[Position annotation records]

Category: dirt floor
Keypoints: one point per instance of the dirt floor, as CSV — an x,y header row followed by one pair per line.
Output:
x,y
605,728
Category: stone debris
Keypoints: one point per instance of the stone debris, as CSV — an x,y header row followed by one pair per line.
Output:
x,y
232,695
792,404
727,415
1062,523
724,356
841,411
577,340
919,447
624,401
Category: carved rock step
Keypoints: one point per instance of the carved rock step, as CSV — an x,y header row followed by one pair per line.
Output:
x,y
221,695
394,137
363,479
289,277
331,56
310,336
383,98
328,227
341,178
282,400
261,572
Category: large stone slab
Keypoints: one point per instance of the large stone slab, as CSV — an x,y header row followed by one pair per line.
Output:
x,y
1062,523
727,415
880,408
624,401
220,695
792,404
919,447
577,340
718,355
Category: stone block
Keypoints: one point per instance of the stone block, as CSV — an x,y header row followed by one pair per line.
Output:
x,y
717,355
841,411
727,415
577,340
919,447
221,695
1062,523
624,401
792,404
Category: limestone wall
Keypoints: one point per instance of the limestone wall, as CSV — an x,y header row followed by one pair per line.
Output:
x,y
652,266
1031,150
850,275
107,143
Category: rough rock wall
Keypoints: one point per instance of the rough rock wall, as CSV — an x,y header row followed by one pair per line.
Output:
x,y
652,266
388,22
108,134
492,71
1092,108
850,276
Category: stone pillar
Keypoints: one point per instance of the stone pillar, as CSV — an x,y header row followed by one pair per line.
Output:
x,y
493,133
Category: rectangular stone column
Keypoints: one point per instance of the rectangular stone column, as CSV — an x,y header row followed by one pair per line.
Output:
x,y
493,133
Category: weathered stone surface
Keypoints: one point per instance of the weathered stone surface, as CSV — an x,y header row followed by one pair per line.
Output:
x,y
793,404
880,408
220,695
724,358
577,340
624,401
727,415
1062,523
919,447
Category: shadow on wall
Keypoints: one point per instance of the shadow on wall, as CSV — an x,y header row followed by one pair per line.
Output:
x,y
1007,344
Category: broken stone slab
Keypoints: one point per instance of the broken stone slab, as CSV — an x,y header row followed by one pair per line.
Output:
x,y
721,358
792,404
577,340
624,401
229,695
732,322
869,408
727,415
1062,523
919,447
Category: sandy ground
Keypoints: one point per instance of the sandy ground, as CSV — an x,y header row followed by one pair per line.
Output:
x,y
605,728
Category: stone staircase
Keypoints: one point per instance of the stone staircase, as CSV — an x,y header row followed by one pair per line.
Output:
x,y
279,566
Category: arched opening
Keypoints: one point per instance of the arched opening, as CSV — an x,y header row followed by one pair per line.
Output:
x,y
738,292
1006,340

■ Directions for this task: Without leaving anything out, give the entries again exactly.

■ Reply:
Category: dirt floor
Keypoints: one point per instance of the dirt floor, as CSV — an x,y header row followed by one pair per line.
Output:
x,y
605,728
Category: stone debris
Keypoints: one point per instance of the stone debris, as CSV — an x,y header row followed by one pair per line.
Output:
x,y
232,695
792,404
727,415
1062,523
724,356
841,411
577,340
919,447
624,401
Category: carved rock step
Keypoints: one point per instance of the carved rock step, as CSV — an x,y header row followed by one pair per line.
Output:
x,y
221,695
394,137
363,479
289,277
331,56
310,336
383,98
328,227
341,178
282,400
261,572
Category: large stone slab
Keypoints: one point per instance of the large stone slab, as CSV — an x,y header row followed by one pair per line.
Output:
x,y
1062,523
727,415
880,408
624,401
220,695
792,404
919,447
577,340
718,355
Category: stone block
Keypoints: one point per instance of the stone block, as CSV — an x,y header row followed by one pair per line.
Output:
x,y
717,355
841,411
727,415
577,340
919,447
221,695
1062,523
624,401
792,404
Category: limestone wall
Keypoints: one point per instance of the limestone wall, as CSV — an x,y header row followed by one pair per line.
Output:
x,y
652,266
1031,150
850,275
107,143
Category: rough rock wall
Keypoints: one point per instance of the rough rock wall, as CSV — an x,y header row followed by one pair per line.
Output:
x,y
652,266
388,22
108,134
492,71
1092,108
850,276
Category: stone pillar
Keypoints: one point per instance of the stone pillar, as CSV — an x,y header row followed by one pair per line.
Output:
x,y
493,133
Category: rectangular stone column
Keypoints: one point per instance of the rectangular stone column, as CSV — an x,y header row followed by one pair per line.
Output:
x,y
493,133
Category: weathered stone surface
Keypoints: one point per instance of the weathered stone surface, as CSV — an x,y header row followed by one pair per line.
Output:
x,y
793,404
880,408
220,695
724,358
577,340
624,401
727,415
1062,523
919,447
Category: shadow on wall
Keypoints: one point per instance of the shadow on wall, as CSV — an x,y header row followed by one pair per line.
Output:
x,y
1007,344
Category: broken stone slab
Keypoints: one point per instance of the broken stone slab, as CSV — an x,y header row followed by one pair per line.
Output:
x,y
721,358
792,404
577,340
624,401
229,695
732,322
869,408
727,415
1062,523
919,447
Category: sandy ground
Keypoints: one point per instance of the sandy ground, as CSV — an x,y header row followed by one pair per line.
Output:
x,y
605,728
Category: stone staircase
Keypoints: one point per instance of the stone staircase, as CSV — an x,y header row followed by one pair per line.
Output:
x,y
279,566
Category: arched opening
Keypoints: one point per instance of the arched opening, as CSV — an x,y header row followed by one pair per line.
Output:
x,y
738,292
1006,340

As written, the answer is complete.